Collected data:
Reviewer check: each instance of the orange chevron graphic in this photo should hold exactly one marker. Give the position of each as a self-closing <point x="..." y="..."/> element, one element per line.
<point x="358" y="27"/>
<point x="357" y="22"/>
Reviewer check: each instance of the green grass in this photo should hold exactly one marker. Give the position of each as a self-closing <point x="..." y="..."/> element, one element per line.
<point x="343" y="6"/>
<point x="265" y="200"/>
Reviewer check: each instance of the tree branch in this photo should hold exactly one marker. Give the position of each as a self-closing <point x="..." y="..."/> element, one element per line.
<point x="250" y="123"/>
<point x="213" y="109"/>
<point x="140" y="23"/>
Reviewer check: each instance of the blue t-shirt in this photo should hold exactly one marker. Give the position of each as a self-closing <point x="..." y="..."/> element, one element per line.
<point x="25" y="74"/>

**Task instructions**
Reproduce the data exactly, altering nothing.

**Output of the task**
Reviewer check: each instance of the orange chevron graphic in this photo should hold exactly one marker. Give the position of each as a self-closing <point x="..." y="..."/> element, one element per line.
<point x="358" y="27"/>
<point x="357" y="22"/>
Reviewer check: each instance of the green grass in this photo should hold exactly one marker. Give the position of each as a self-closing <point x="..." y="..."/> element, one element per line.
<point x="343" y="6"/>
<point x="265" y="200"/>
Reviewer check: each instance of the tree branch in this photo should hold exactly one marker. Give the position of each as a self-closing <point x="..." y="..."/> element, one element per line.
<point x="250" y="123"/>
<point x="213" y="109"/>
<point x="140" y="23"/>
Reviewer check: each instance of the blue t-shirt in this photo should hold exactly one marker. Give the position of each as a self-closing <point x="..." y="..."/> element, one element per line.
<point x="25" y="74"/>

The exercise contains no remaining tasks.